-- To do --
How many lines in the items below contain the word "wheel"? Reply with the number alone.

Object detection data:
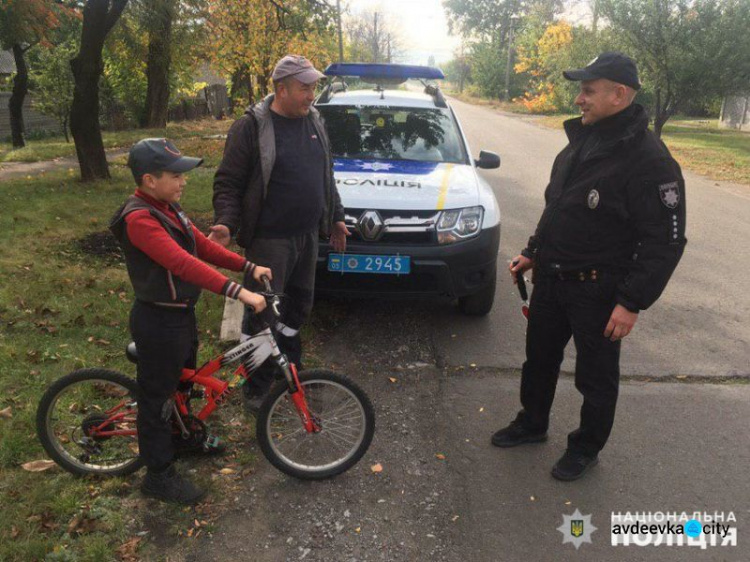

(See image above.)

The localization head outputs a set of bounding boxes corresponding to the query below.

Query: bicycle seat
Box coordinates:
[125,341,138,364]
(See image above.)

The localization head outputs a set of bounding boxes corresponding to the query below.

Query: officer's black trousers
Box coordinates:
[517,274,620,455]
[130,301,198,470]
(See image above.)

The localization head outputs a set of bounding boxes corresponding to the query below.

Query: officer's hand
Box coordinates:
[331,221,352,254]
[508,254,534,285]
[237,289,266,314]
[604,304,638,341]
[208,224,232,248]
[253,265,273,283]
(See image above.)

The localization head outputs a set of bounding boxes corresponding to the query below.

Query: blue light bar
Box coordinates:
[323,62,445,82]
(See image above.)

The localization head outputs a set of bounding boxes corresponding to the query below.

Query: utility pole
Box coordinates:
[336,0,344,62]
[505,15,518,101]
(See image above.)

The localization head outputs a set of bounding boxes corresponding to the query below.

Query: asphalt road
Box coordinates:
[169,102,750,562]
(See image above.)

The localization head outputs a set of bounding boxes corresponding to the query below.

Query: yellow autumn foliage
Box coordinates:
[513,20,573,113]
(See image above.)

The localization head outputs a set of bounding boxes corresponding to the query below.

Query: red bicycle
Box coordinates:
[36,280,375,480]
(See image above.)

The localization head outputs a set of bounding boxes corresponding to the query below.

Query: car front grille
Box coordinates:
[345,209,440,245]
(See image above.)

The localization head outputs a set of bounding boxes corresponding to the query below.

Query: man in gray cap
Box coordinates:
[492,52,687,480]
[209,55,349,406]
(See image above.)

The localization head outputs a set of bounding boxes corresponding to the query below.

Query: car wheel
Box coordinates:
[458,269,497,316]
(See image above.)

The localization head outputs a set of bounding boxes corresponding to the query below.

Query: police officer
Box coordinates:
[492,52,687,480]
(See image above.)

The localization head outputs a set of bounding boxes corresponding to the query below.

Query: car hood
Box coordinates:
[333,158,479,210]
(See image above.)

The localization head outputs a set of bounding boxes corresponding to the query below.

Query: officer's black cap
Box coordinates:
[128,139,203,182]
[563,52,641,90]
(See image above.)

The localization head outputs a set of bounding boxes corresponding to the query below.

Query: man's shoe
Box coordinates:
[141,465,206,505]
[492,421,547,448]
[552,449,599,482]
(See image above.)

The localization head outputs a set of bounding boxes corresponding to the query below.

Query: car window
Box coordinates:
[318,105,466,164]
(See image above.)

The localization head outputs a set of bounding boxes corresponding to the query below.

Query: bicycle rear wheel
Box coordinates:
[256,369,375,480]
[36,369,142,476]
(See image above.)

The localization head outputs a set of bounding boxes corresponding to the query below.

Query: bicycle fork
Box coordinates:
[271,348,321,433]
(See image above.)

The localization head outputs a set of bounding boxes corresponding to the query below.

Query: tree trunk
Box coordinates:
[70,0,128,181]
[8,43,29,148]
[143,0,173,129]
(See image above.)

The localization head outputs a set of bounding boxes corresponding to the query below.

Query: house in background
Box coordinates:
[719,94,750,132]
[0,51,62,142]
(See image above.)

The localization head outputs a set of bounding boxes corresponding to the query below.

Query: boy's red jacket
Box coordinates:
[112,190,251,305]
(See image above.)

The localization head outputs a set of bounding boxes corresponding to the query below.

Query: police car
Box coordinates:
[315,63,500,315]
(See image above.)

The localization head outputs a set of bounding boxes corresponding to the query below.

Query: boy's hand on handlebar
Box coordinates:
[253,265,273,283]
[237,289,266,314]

* * *

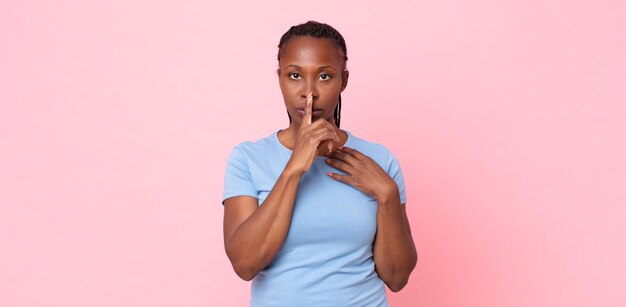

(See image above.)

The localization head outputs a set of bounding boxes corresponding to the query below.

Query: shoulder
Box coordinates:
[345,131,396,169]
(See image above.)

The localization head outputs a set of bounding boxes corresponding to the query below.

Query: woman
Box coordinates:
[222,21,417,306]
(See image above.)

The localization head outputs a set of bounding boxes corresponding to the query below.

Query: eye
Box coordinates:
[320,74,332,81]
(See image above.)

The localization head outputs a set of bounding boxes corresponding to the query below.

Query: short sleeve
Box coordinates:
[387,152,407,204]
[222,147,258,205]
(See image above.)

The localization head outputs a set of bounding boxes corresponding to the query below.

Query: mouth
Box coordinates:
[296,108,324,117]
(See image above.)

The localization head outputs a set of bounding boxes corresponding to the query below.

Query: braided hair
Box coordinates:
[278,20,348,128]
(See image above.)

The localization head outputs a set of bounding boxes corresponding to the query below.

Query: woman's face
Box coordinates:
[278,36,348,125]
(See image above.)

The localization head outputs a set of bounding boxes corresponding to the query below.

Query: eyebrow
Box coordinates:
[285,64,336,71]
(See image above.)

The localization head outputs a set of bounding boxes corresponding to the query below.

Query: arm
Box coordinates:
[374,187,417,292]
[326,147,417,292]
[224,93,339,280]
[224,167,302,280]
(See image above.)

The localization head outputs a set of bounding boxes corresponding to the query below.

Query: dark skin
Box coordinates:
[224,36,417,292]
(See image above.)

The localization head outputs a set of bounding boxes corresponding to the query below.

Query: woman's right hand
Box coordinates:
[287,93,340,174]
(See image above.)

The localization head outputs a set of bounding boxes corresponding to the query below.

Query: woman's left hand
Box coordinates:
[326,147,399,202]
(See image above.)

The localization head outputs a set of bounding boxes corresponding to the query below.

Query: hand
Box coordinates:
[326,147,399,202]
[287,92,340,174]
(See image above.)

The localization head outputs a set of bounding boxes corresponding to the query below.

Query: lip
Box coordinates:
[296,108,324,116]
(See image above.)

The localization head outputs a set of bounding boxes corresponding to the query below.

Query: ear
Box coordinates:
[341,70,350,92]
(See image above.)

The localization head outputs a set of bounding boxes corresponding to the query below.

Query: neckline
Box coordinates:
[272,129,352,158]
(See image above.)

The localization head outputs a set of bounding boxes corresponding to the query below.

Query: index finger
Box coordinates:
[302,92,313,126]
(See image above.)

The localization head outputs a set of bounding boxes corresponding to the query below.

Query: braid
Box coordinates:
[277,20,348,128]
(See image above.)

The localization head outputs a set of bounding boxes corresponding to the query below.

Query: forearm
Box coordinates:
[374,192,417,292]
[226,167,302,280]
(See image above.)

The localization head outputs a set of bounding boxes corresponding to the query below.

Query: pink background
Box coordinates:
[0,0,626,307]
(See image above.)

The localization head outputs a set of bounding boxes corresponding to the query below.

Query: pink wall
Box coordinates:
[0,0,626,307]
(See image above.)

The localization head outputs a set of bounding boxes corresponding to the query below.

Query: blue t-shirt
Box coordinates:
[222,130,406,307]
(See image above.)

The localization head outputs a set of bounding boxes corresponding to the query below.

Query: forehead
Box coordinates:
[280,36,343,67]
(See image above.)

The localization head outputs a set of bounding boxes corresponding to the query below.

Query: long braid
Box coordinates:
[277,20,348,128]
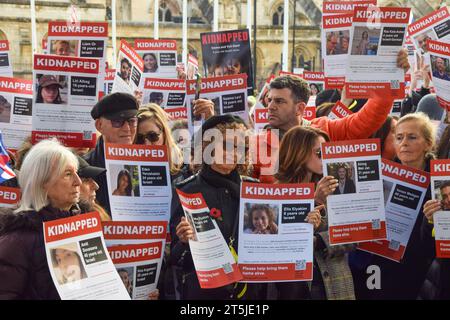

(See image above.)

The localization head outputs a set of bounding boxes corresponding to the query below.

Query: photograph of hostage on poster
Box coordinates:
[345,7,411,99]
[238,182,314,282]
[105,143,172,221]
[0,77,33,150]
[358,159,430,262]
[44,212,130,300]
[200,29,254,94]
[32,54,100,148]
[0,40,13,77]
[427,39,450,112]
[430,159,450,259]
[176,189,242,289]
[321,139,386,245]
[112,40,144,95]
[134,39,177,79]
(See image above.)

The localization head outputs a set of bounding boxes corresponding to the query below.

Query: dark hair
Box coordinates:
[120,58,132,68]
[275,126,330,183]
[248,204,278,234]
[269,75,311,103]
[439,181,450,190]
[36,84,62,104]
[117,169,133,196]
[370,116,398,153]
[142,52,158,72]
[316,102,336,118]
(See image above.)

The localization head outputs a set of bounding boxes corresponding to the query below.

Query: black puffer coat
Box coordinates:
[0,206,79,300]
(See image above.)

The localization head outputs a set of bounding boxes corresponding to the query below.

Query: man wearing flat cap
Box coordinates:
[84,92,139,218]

-- Completed exercise --
2